Data items:
#####

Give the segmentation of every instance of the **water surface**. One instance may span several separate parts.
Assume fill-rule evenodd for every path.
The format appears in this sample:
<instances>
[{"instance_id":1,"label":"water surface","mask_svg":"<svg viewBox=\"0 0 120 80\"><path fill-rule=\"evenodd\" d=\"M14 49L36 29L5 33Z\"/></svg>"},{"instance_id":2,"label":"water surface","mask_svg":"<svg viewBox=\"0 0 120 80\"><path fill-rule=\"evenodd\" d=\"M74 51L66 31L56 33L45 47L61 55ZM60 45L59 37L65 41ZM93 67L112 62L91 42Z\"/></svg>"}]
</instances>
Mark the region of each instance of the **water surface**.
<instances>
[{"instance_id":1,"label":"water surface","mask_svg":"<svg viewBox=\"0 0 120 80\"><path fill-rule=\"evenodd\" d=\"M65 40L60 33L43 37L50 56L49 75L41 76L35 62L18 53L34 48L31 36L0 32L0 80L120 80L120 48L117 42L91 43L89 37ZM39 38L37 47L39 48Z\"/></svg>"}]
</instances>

#####

# BRIEF:
Present the lines above as a Markdown table with two columns, Row and Line, giving each line's number under Row and its text under Line, and skip any blank lines.

# ANSWER BELOW:
| Row | Line |
|---|---|
| 1 | Give the segmentation of every instance of the **water surface**. One instance may span several separate parts. |
| 2 | Assume fill-rule evenodd for every path. |
| 3 | The format appears in this sample: |
| 4 | <instances> |
| 5 | [{"instance_id":1,"label":"water surface","mask_svg":"<svg viewBox=\"0 0 120 80\"><path fill-rule=\"evenodd\" d=\"M14 49L36 29L5 33Z\"/></svg>"},{"instance_id":2,"label":"water surface","mask_svg":"<svg viewBox=\"0 0 120 80\"><path fill-rule=\"evenodd\" d=\"M74 51L66 31L56 33L45 47L61 55ZM60 45L59 37L65 41ZM93 67L112 62L91 42Z\"/></svg>"}] |
| 6 | </instances> |
| 7 | Mark the region of each instance of the **water surface**. |
| 8 | <instances> |
| 9 | [{"instance_id":1,"label":"water surface","mask_svg":"<svg viewBox=\"0 0 120 80\"><path fill-rule=\"evenodd\" d=\"M65 40L60 33L43 37L50 56L49 75L41 76L35 62L18 53L34 48L31 36L0 32L0 80L120 80L120 48L117 42L91 43L89 37ZM39 38L37 47L39 48Z\"/></svg>"}] |
| 10 | </instances> |